Teoria geral da poluição visual



Reconheço, envergonhado: não gosto de designers gráficos ou tipos do marketing.

Não é uma questão pessoal; é uma questão profissional, pois eles poluem o panorama visual das nossas cidades.

Cores primárias usadas sem critério estético ou artístico, vai tudo a eito. Não há aqui o rigor quase zen de um Piet Mondrian, a aparente anarquia de uma tela suprematista de Malevich, uma construção geométrica imaginária de Kupka, uma improvisação cromática de Kandinsky; não, nada disso. 

Nada de poesia visual, apenas poluição visual.

Tudo o que uma sondagem ou estudo de mercado ou folha de excel lhes aponte para maiores lucros, é certo e sabido que é o que eles usam: o cliente fica satisfeito em ser enganado com informações aparentemente científicas e o cliente final, versus cobaia, aka homem comum; esse, fica sempre a perder.


Muito mal se diz neste país do condutor de carro. 

Ora, estar atento, no interior, à embraiagem/ travão/ acelerador/ mudanças e ainda estar atento, no exterior, a peões/ passadeiras/ sinais de trânsito/ publicidade, tudo isto, me perdoem, é demais para um só ser humano com dois muito atarefados olhos. Reacções tardias muitas vezes não se devem a má educação – antes a uma infindável poluição visual que é um verdadeiro caos de prioridades, para quem tem de decidir em fracção de segundo.


Vem isto a propósito de um outro tipo de poluição visual: a pintura.

A arte também pode ser um tipo de poluição visual? Resposta: porque não ? Hitler achava que sim. E muitas outras pessoas que nada têm a ver com este nefasto regime pseudo- democrático também o pensam, mas não o dizem. E o relativismo técnico e artístico a que assistimos e que contaminou irreversivelmente a arte contemporânea apenas adia eternamente uma resposta concreta a uma pergunta que toda a gente faz.

__EXERCÍCIO PROPOSTO__
Segundo o texto sobre poluição visual, a que se devem muitas vezes as reacções tardias dos condutores?

__DADOS FORNECIDOS__
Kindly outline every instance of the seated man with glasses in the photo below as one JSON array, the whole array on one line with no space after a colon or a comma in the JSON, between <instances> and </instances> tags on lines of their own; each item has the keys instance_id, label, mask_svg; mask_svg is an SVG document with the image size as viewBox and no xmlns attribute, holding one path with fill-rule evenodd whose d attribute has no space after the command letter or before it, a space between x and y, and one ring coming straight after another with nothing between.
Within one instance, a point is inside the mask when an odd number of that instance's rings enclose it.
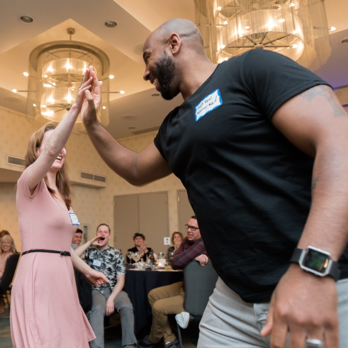
<instances>
[{"instance_id":1,"label":"seated man with glasses","mask_svg":"<svg viewBox=\"0 0 348 348\"><path fill-rule=\"evenodd\" d=\"M209 258L201 236L197 218L191 216L185 227L187 236L184 238L175 252L172 266L174 269L183 268L192 260L205 266ZM140 348L150 348L157 346L163 338L165 348L178 348L179 342L173 334L168 320L169 314L178 314L184 312L185 295L183 282L154 289L147 297L152 309L153 322L150 334L138 342Z\"/></svg>"}]
</instances>

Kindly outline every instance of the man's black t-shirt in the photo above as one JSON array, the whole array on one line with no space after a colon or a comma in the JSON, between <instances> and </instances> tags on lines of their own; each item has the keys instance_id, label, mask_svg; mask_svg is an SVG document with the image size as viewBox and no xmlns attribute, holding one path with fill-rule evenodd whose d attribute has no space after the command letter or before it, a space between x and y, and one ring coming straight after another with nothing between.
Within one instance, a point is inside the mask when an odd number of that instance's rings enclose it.
<instances>
[{"instance_id":1,"label":"man's black t-shirt","mask_svg":"<svg viewBox=\"0 0 348 348\"><path fill-rule=\"evenodd\" d=\"M214 268L247 302L269 301L311 204L313 159L272 117L317 84L327 83L289 58L249 51L219 65L155 139L187 190Z\"/></svg>"}]
</instances>

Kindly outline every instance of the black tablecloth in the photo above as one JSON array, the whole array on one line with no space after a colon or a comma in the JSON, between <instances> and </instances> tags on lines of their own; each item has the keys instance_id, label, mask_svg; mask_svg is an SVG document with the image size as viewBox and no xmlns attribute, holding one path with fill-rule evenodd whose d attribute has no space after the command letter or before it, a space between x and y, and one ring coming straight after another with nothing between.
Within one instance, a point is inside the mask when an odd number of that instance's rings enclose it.
<instances>
[{"instance_id":1,"label":"black tablecloth","mask_svg":"<svg viewBox=\"0 0 348 348\"><path fill-rule=\"evenodd\" d=\"M131 266L132 267L132 266ZM147 300L147 294L155 288L172 284L183 279L183 272L176 271L132 270L127 267L123 290L133 304L134 330L136 334L150 325L151 308Z\"/></svg>"}]
</instances>

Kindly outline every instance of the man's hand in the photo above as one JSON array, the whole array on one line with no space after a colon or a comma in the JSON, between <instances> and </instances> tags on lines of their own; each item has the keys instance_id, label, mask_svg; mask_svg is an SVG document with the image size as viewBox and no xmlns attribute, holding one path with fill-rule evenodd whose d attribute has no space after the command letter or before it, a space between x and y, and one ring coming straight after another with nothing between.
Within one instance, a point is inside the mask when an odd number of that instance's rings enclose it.
<instances>
[{"instance_id":1,"label":"man's hand","mask_svg":"<svg viewBox=\"0 0 348 348\"><path fill-rule=\"evenodd\" d=\"M97 235L94 238L92 238L90 242L91 242L91 245L98 245L99 243L99 240L102 237L101 235Z\"/></svg>"},{"instance_id":2,"label":"man's hand","mask_svg":"<svg viewBox=\"0 0 348 348\"><path fill-rule=\"evenodd\" d=\"M198 262L200 263L200 265L201 266L205 266L209 260L209 258L206 255L205 255L204 254L201 254L201 255L198 256L194 259L194 260L195 261L198 261Z\"/></svg>"},{"instance_id":3,"label":"man's hand","mask_svg":"<svg viewBox=\"0 0 348 348\"><path fill-rule=\"evenodd\" d=\"M85 275L87 279L96 287L108 282L108 279L105 277L104 273L96 271L92 268L91 268L89 272Z\"/></svg>"},{"instance_id":4,"label":"man's hand","mask_svg":"<svg viewBox=\"0 0 348 348\"><path fill-rule=\"evenodd\" d=\"M110 315L115 311L115 304L114 304L114 299L109 296L106 300L106 311L105 313L105 315Z\"/></svg>"},{"instance_id":5,"label":"man's hand","mask_svg":"<svg viewBox=\"0 0 348 348\"><path fill-rule=\"evenodd\" d=\"M102 81L99 81L92 66L90 66L86 74L92 78L90 90L85 91L85 98L81 110L81 119L84 123L92 122L97 119L97 112L101 103Z\"/></svg>"},{"instance_id":6,"label":"man's hand","mask_svg":"<svg viewBox=\"0 0 348 348\"><path fill-rule=\"evenodd\" d=\"M263 336L271 334L271 347L305 346L306 338L325 342L327 348L338 347L337 293L334 279L312 274L292 264L272 296Z\"/></svg>"}]
</instances>

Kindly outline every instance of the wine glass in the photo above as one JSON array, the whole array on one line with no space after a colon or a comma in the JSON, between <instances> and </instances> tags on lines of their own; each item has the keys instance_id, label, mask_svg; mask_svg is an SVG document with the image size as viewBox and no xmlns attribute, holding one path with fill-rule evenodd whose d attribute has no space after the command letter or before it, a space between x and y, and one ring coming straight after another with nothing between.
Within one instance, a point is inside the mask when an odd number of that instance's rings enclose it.
<instances>
[{"instance_id":1,"label":"wine glass","mask_svg":"<svg viewBox=\"0 0 348 348\"><path fill-rule=\"evenodd\" d=\"M140 253L139 251L135 251L132 257L134 261L138 262L140 259Z\"/></svg>"},{"instance_id":2,"label":"wine glass","mask_svg":"<svg viewBox=\"0 0 348 348\"><path fill-rule=\"evenodd\" d=\"M173 260L173 257L174 257L174 252L170 251L168 255L168 262L171 262Z\"/></svg>"},{"instance_id":3,"label":"wine glass","mask_svg":"<svg viewBox=\"0 0 348 348\"><path fill-rule=\"evenodd\" d=\"M129 259L129 265L132 265L132 259L133 258L134 253L133 251L128 251L127 253L127 257Z\"/></svg>"}]
</instances>

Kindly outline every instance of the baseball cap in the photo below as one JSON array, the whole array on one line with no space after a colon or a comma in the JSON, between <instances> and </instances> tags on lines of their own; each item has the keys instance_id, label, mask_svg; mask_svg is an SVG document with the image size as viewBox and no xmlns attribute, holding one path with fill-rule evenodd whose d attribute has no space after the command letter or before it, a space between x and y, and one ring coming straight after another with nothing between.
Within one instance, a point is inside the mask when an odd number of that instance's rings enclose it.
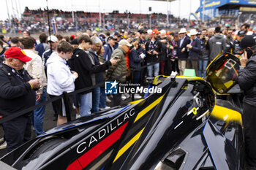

__RESULTADO__
Devem-se não a má educação, mas a uma infindável poluição visual que é um verdadeiro caos de prioridades para quem tem de decidir em fracção de segundo.